__Available data__.
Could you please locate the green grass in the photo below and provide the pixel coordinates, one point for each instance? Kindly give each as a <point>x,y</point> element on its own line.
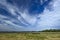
<point>30,36</point>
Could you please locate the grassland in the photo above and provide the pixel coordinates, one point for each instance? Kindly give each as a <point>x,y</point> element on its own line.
<point>30,36</point>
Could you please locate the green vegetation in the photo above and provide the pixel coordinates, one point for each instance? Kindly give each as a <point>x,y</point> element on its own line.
<point>30,36</point>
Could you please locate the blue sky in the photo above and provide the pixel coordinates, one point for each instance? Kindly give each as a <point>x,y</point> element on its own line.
<point>29,15</point>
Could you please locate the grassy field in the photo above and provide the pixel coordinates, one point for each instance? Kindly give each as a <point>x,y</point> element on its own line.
<point>30,36</point>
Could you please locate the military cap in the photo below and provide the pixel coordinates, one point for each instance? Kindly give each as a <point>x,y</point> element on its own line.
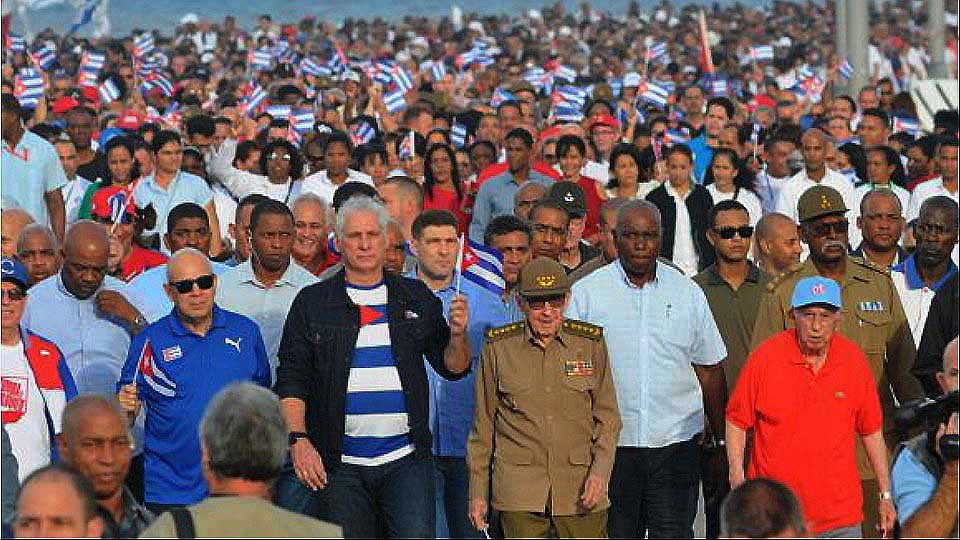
<point>820,201</point>
<point>543,277</point>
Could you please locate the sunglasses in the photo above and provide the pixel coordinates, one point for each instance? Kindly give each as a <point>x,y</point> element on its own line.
<point>186,285</point>
<point>824,229</point>
<point>541,304</point>
<point>744,231</point>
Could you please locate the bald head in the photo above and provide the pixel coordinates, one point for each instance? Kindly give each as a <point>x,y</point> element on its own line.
<point>12,223</point>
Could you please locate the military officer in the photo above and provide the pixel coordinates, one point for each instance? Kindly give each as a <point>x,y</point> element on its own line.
<point>547,404</point>
<point>872,315</point>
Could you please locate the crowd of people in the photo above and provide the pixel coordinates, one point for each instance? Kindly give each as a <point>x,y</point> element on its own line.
<point>533,274</point>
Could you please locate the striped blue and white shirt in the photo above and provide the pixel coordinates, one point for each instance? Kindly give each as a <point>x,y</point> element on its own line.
<point>376,429</point>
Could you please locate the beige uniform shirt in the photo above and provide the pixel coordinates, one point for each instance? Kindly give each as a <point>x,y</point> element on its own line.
<point>545,419</point>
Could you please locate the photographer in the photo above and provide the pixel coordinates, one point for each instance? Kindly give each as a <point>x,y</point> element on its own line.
<point>926,508</point>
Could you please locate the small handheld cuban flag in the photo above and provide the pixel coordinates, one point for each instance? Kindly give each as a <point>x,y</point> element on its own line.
<point>394,101</point>
<point>408,146</point>
<point>458,134</point>
<point>109,91</point>
<point>480,264</point>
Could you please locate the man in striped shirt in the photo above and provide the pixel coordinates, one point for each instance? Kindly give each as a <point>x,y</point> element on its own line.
<point>353,384</point>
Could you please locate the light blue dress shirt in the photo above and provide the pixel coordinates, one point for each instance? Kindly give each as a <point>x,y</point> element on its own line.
<point>452,403</point>
<point>240,291</point>
<point>155,304</point>
<point>495,198</point>
<point>185,187</point>
<point>28,172</point>
<point>654,333</point>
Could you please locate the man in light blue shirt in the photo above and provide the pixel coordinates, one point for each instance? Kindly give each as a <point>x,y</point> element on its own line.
<point>666,354</point>
<point>188,227</point>
<point>30,170</point>
<point>495,197</point>
<point>263,287</point>
<point>452,403</point>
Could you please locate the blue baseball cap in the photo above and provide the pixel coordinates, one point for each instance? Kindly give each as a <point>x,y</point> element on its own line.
<point>15,271</point>
<point>816,290</point>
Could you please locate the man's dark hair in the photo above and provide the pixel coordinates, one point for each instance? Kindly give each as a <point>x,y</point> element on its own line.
<point>268,207</point>
<point>201,124</point>
<point>432,218</point>
<point>725,206</point>
<point>522,134</point>
<point>77,481</point>
<point>506,224</point>
<point>164,137</point>
<point>760,508</point>
<point>186,211</point>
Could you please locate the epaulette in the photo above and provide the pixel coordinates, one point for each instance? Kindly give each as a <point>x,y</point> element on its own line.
<point>501,332</point>
<point>778,279</point>
<point>870,265</point>
<point>583,329</point>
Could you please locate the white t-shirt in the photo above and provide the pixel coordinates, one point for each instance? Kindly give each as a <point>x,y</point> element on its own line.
<point>23,408</point>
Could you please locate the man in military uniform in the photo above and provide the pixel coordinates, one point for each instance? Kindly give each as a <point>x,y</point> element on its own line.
<point>872,315</point>
<point>546,402</point>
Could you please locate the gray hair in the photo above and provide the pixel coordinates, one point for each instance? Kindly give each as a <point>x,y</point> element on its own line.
<point>185,253</point>
<point>636,206</point>
<point>244,433</point>
<point>357,204</point>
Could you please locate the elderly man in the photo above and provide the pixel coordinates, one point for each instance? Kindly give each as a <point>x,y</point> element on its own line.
<point>36,381</point>
<point>805,392</point>
<point>263,288</point>
<point>544,390</point>
<point>97,443</point>
<point>353,384</point>
<point>667,355</point>
<point>56,502</point>
<point>175,366</point>
<point>37,249</point>
<point>243,441</point>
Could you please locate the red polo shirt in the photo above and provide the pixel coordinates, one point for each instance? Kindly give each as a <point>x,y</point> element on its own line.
<point>805,424</point>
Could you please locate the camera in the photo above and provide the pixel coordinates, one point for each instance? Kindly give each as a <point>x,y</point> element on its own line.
<point>928,414</point>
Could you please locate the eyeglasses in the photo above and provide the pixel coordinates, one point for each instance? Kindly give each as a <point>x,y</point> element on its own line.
<point>541,304</point>
<point>186,285</point>
<point>744,231</point>
<point>824,229</point>
<point>14,295</point>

__Task directions__. Retype the data in full. Images do not go in the copy.

__Your solution__.
Could you please locate the green grass in the photo below and provide the pixel coordinates, one point for each instance? Kindly give each as a <point>x,y</point> element on its own line.
<point>30,36</point>
Could you please locate the grassland in the photo above and provide the pixel coordinates, one point for each instance? Kindly give each as a <point>x,y</point> element on its own line.
<point>30,36</point>
Could you please locate the green vegetation in the photo above and provide the pixel coordinates, one point for each instance? Kindly give each as a <point>x,y</point> element on its own line.
<point>30,36</point>
Could you please locate the blue sky in the photo above and provide the pixel coordinates, one point for each instance? Kindly give each as a <point>x,y</point> element on its own line.
<point>29,15</point>
Could you please locate the grassy field in the photo above and provide the pixel coordinates, one point for each instance? Kindly give each as a <point>x,y</point> element on its own line.
<point>30,36</point>
Could you please locate the military cap in the photo below and provide the pixel coordinates, one point for each instance? Kindly give each as a <point>x,y</point> element on its own line.
<point>820,201</point>
<point>543,277</point>
Could you please locate the sunglasses in the photo above and provide the pixel coordinates, one point for each instance? Kindly give each as a <point>x,y</point> element on its own line.
<point>186,285</point>
<point>824,229</point>
<point>541,304</point>
<point>744,231</point>
Could you please locate the bald head in the photo above and provide the pixel coordinates, one point for each instance? Kindly give each as a <point>x,y</point> element on its own line.
<point>12,223</point>
Could you please locate the military officer in the photo above and provide the pixel coordinates, one point for each instance? Kindly give each as a <point>x,y</point> element on its own line.
<point>547,404</point>
<point>872,315</point>
Could you please locate the crowd of people in the photo above and provide the pixel coordinates, one point for each instance? Kindly give each as a <point>x,y</point> element on its own line.
<point>533,274</point>
Could you please locate the striped blue and white shirt in the photo above and provide the pixel coordinates, one point for each instance? Kindly give each as a <point>x,y</point> element on its own line.
<point>376,429</point>
Could you please locate the beige uniform shirt in the photo above and provide the pixel coordinates, one point for each instance? Kindly give each as a <point>x,y</point> element on its own line.
<point>545,419</point>
Could you please locate the photographer in the photo above and provide the pixel coordinates, one point for each instance? Kindly give each as a <point>x,y</point> element on its own line.
<point>926,508</point>
Could you please locate the small handheld cuban flag in the photo above and provide the pixel coordinates, one point for each instance? Kindly give each as a <point>x,y</point> element on its own line.
<point>394,101</point>
<point>408,146</point>
<point>458,134</point>
<point>109,91</point>
<point>480,264</point>
Could you please locate the man in striped shirt in the photo above and provide the pixel coordinates, one point for each instance? Kindly give each as a <point>x,y</point> element on its own line.
<point>353,384</point>
Could you please locate the light blue dress shirt in the photo above and provide the pixel coordinates, one point for each instance? Kindly give each as a <point>x,y</point> element on its own line.
<point>452,403</point>
<point>240,291</point>
<point>155,304</point>
<point>495,198</point>
<point>185,187</point>
<point>28,172</point>
<point>654,333</point>
Could you please locate the man in light blue shirt in the photo above and provide the pixel coordinates, one point for each instance? Kindly give each as a <point>x,y</point> element on its own line.
<point>666,354</point>
<point>188,227</point>
<point>30,170</point>
<point>495,197</point>
<point>263,287</point>
<point>452,403</point>
Could you please locate the blue baseball cap in the photo above and provide the pixel coordinates, one point for each instance? Kindly give each as a <point>x,y</point> element on its own line.
<point>15,271</point>
<point>816,290</point>
Could you please locate the man's dark hair in the photo above and provide the pixel coordinates, one point for each instance? Kindly give each as a <point>x,y</point> element on its own line.
<point>268,207</point>
<point>201,124</point>
<point>432,218</point>
<point>725,206</point>
<point>522,134</point>
<point>77,481</point>
<point>506,224</point>
<point>164,137</point>
<point>760,508</point>
<point>186,211</point>
Could you please locate the epaulette in the photo above and provide the pixel coordinates, one point for each instance? Kindly give each as a <point>x,y</point> element on its own line.
<point>501,332</point>
<point>778,279</point>
<point>870,265</point>
<point>583,329</point>
Could you please locate the white t-shirt in the photo above and provide the pixel coordinates, one point for each instance? Kindly give each as a <point>x,y</point> element on its own line.
<point>23,408</point>
Could you please locate the man in military uniform in the photo above and provide the pixel coordinates, one point for each instance? Kindly give each as a <point>x,y</point> element on its own line.
<point>872,315</point>
<point>546,402</point>
Could you please locate the gray hair in the photo above and provide the pixel coordinates, one point for each instance? Kindly give each as a <point>x,y</point> element on its own line.
<point>185,253</point>
<point>636,206</point>
<point>244,433</point>
<point>357,204</point>
Could you please locate the elderly man in the photo above and provide the pixel coordinates, one point for each instance? Kindly give each as a <point>x,y</point> element on its own line.
<point>36,381</point>
<point>805,392</point>
<point>263,288</point>
<point>544,390</point>
<point>97,443</point>
<point>353,384</point>
<point>667,355</point>
<point>56,502</point>
<point>175,366</point>
<point>37,249</point>
<point>243,441</point>
Could you please locate the red polo shirt in the photo above and provide the pixel coordinates, one point for each instance? Kindly give each as a <point>x,y</point> element on its own line.
<point>805,424</point>
Could you please locate the camera in the photo above and provide the pixel coordinates, one point for each instance? Kindly give each as a <point>x,y</point> element on its own line.
<point>928,414</point>
Could you please locate the eyeglasses in the photo above and provide the pixel coordinates, one point for each instance? Kindly give each as a <point>x,y</point> element on its own line.
<point>541,304</point>
<point>186,285</point>
<point>744,231</point>
<point>824,229</point>
<point>14,295</point>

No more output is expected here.